### Provided passage
☆ ☆ ☆ ☆

Stellar Astrophysics
Massive Stars
Massive stars are extremely rare, but they serve as the “cosmic engines” that power the Universe, proving most of the ionizing radiation and mechanical energy of the interstellar medium.
They also forge most of the heavier elements: the carbon in your body and the oxygen that your breathe were all made in the interiors of massive stars. Our research group studies massive stars in the nearby galaxies of the Local Group, such as M31, M33 and the Large and Small Magellanic Clouds. We use a combination of imaging and spectroscopy to determine the physical properties and populations of these stars, and compare their results with current stellar evolutionary theory. If the observations and theory match, we celebrate! If they don’t, then it is time to figure out how and why they differ.
Massive star evolution
Dr. Philip Massey is currently working on combining our knowledge of the stellar populations of the Wolf-Rayet and red supergiant populations as a diagnostic of the influence of binarity on massive star evolution. Evolutionary models predict very different results for the relative populations of these stars in nearby galaxies depending upon whether the WRs were stripped by stellar winds or as the result of binary interactions. He is also using the Hubble Space Telescope to follow-up on a peculiar Wolf-Rayet binary star that he, Neugent, and other colleagues discovered several years ago in the Large Magellanic Cloud. They believe this star may be the first clear example of a “stripped binary,” a Wolf-Rayet star that has been formed through binary evolution.
Learn more about Dr. Phil MasseyLow-Mass Stars
Low-mass stars, also known as ‘M-dwarfs,’ are the most common type of star in the Universe – approximately 70% of all stars are in this mass range, from 0.6 solar masses (Msun) down to the hydrogen-burning limit of 0.08 Msun. They are also the longest-lived stars, with lifetimes of 20 billion to 100 billion years or more; their small sizes mean they burn through their nuclear fuel at a miserly rate, and they shine dimly but steadily. No M-dwarf that has come into existence in our Universe has ever died; they’re still too young. Given the degree to which these objects are ubiquitous throughout our Galaxy and others, M dwarfs are particularly interesting to astronomers as hosts of planets that could potentially bear life. The small size of these stars means its somewhat easier to find those planets about them, further increasing their research appeal. Our group at Lowell has been working to characterize these objects – their sizes, distances, temperatures – which opens up insights into the stars as well as any planets they might host. A particular specialty here has been characterizing the multiplicity rate of these stars: roughly half of the stars in the sky have a second star next to them (our own sun is a solo loner), and this could affect the planet hosting rate. For low-mass stars this rate is somewhat lower, but it is not well-measured nor understood.

☆ ☆ ☆ ☆

Records contained in a dataset

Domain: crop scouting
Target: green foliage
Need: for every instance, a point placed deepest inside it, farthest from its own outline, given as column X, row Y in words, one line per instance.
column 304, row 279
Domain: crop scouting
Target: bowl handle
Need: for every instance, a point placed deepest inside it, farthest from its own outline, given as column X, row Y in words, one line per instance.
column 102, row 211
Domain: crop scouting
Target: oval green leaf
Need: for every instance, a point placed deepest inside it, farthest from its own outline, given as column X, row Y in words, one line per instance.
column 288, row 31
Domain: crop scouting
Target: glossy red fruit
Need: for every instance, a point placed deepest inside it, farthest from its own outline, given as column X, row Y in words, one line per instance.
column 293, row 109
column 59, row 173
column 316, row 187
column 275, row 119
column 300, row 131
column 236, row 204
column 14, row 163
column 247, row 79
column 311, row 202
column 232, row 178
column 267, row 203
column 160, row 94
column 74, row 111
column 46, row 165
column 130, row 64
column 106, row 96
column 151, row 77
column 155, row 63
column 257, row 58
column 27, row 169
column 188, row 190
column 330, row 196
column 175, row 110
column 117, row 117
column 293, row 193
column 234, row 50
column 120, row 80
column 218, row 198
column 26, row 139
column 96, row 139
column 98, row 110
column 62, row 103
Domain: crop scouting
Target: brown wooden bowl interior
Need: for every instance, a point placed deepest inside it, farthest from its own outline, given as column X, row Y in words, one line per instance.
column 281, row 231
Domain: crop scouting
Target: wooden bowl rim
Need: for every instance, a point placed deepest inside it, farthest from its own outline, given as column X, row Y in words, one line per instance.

☆ ☆ ☆ ☆

### Exercises
A – Please copy the stellar astrophysics page between "Stellar Astrophysics" and "the interstellar medium.", inclusive, and swap "ionizing radiation" for "ultraviolet radiation".
B – According to the stellar astrophysics page, roughly what share of all stars fall in the low-mass range?
The entries have no role in this work.

### List of answers
A –
Stellar Astrophysics
Massive Stars
Massive stars are extremely rare, but they serve as the “cosmic engines” that power the Universe, proving most of the ultraviolet radiation and mechanical energy of the interstellar medium.

B – Approximately 70%.